───── PASSAGE
He was one of the founders of the Liga Comunista Revolucionario, Spanish state section of the Fourth International in the 1970s. At the end of the 1960s he participated in student organizations in Madrid, in particular the FLP (Frente de Liberation Popular - Popular Liberation Front) against the Franco dictatorship.
Moro was one of those young students produced by the radicalization of the late 1960s who linked their commitment to anti-Francoism to the revolutionary uprisings of the time: May 68, the liberation struggle of the Vietnamese people, and the Prague spring. He was deeply internationalist. May 1968, the intervention of the JCR (Revolutionary Communist Youth) and the first years of the Communist League in France led him to work with the Fourth International.
He was the principal leader of the LCR in Spain during all the years of clandestine work and the post-Franco transition. He was then, against the current of the disenchantment of the period after the Franco dictatorship, one of the figures of the LCR but beyond that of the revolutionary left of the Spanish State. Moro was also one of the principal leaders of the Fourth International in Europe but also in Latin America, where he took part in a series of strategic debates of the Latin-American revolution, in particular in Central America. He also, among others – notably Daniel Bensaïd, to whom he was linked by real political complicity and deep friendship – contributed to building the sections of International in Bolivia, Mexico and Brazil.
He then chose to continue his political commitment by creating the Viento Sur review, significant for its quality as well its intellectual and political openness. He was the editor and driving force in it until the end of his life, in spite of the cancer which ravaged him and his declining strength. With the creation of Izquierda Anticapitalista there was once again a revolutionary organization that took on the commitments he had continued to share, and he gave it all the support he felt able to give.
Moro was an example of political commitment for our generation. From the underground to the day-to-day building of revolutionary organizations, Moro was always present. Far removed from any dogmatism and sectarianism, he sought in all revolutionary experiments what could change things, what could make politics concrete. But he was in particular an example of the relations between political activists: deep respect for individuals, looking for what linked rather than what divided, and a real empathy.
──────────
───── GIVEN ENTRIES
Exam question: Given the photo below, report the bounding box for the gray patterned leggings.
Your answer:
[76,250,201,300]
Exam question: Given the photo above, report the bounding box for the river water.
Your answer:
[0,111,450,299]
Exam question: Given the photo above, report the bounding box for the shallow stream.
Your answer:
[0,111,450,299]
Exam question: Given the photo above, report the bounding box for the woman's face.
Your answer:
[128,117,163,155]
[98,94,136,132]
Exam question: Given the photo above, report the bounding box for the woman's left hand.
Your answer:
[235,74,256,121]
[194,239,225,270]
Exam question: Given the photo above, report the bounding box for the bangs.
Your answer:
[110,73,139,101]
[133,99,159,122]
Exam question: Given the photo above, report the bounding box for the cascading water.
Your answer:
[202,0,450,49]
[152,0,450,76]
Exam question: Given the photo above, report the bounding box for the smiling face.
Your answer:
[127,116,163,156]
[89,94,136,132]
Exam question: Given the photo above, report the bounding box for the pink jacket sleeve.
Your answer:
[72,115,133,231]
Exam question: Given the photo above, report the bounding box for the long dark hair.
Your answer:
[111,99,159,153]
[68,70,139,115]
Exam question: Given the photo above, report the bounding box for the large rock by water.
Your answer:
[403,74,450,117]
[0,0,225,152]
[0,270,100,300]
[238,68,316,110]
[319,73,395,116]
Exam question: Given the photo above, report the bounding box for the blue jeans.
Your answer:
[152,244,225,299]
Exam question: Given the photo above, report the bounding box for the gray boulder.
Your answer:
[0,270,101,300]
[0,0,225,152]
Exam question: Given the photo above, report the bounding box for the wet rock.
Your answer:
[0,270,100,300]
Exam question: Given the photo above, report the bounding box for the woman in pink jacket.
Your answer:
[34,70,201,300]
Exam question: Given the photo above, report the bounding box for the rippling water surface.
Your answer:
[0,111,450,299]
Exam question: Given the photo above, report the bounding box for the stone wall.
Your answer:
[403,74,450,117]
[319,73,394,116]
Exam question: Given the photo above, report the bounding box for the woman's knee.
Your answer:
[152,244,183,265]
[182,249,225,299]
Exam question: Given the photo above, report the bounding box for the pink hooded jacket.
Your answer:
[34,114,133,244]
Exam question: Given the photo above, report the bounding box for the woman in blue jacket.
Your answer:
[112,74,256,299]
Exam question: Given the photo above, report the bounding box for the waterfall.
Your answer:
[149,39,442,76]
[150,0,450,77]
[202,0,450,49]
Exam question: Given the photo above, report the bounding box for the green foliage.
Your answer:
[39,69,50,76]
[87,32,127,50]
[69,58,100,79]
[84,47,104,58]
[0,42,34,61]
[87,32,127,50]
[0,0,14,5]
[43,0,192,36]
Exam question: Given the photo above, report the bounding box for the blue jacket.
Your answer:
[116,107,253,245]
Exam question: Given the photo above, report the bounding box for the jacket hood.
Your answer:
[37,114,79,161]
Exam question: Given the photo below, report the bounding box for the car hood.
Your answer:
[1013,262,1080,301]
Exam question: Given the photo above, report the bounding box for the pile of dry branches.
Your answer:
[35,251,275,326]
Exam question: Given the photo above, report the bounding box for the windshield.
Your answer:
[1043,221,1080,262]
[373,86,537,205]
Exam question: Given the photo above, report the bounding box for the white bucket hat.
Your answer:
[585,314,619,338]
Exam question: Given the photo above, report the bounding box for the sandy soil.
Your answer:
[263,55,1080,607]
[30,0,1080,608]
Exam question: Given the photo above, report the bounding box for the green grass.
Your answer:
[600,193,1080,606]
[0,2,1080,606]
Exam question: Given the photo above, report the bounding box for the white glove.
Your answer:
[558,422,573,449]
──────────
*TASKS TO PERFORM*
a - In the tribute to Moro, which review did he create?
b - Turn the paragraph of the tribute to Moro that begins "He then chose to continue" into a short list of its main facts.
c - Output the stretch of the tribute to Moro from "He was one of" through "the Fourth International.".

*ANSWERS TO THE TASKS*
a - He created the Viento Sur review.

b -
- Moro continued his political commitment by creating the Viento Sur review, notable for its quality and its intellectual and political openness.
- He was its editor and driving force until the end of his life, despite cancer and declining strength.
- When Izquierda Anticapitalista was created, a revolutionary organization again took on the commitments he still shared, and he gave it all the support he felt able to give.

c -
He was one of the founders of the Liga Comunista Revolucionario, Spanish state section of the Fourth International in the 1970s. At the end of the 1960s he participated in student organizations in Madrid, in particular the FLP (Frente de Liberation Popular - Popular Liberation Front) against the Franco dictatorship.
Moro was one of those young students produced by the radicalization of the late 1960s who linked their commitment to anti-Francoism to the revolutionary uprisings of the time: May 68, the liberation struggle of the Vietnamese people, and the Prague spring. He was deeply internationalist. May 1968, the intervention of the JCR (Revolutionary Communist Youth) and the first years of the Communist League in France led him to work with the Fourth International.